=== QUOTED PASSAGE ===
Python-level detection (monkey-patching):

  • Sockets: connect, send, sendall, sendto, recv, recv_into, recvfrom

  • Files: open() (read vs write determined by mode)

Resource identity is derived from the socket’s peer address (host:port) or the file’s resolved path. Two threads accessing the same endpoint or file are treated as conflicting; different endpoints are independent.

C-Level I/O Interception

When run under the frontrun CLI, a native LD_PRELOAD library (libfrontrun_io.so) intercepts libc I/O functions directly. This covers opaque C extensions — database drivers (libpq, mysqlclient), Redis clients, HTTP libraries, and anything else that calls libc’s send(), recv(), read(), write(), etc.

Intercepted functions: connect, send, sendto, sendmsg, write, writev, recv, recvfrom, recvmsg, read, readv, close

The library maintains a process-global file-descriptor → resource map:

connect(fd, sockaddr{127.0.0.1:5432}, ...)  →  fd=7 → "socket:127.0.0.1:5432"
send(fd=7, ...)                              →  report write to "socket:127.0.0.1:5432"
recv(fd=7, ...)                              →  report read from "socket:127.0.0.1:5432"
close(fd=7)                                  →  remove fd=7 from map

Events are logged to a file (set via FRONTRUN_IO_LOG) which the Python-side DPOR scheduler reads for conflict analysis.

Building:

make build-io    # builds and copies libfrontrun_io.so into the frontrun package

Usage:

frontrun pytest -vv tests/           # I/O interception + monkey-patching
frontrun python examples/orm_race.py  # same, for scripts

=== TASK REQUIREMENTS ===
**a)** In the passage on I/O interception, what environment variable sets the file where events are logged?
**b)** Translate this sentence from the passage on I/O interception into Spanish: "Two threads accessing the same endpoint or file are treated as conflicting; different endpoints are independent."
Use only the passage on I/O interception to answer.

Rows from an object-pointing dataset
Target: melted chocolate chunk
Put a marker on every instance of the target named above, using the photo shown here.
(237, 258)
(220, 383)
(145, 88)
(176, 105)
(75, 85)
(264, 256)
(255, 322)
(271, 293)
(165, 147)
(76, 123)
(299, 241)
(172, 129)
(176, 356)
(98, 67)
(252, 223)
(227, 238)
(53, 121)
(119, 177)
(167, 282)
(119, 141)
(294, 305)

=== ANSWERS BY TASK ===
**a)** FRONTRUN_IO_LOG

**b)** Dos hilos que acceden al mismo punto final o archivo se tratan como conflictivos; los puntos finales distintos son independientes.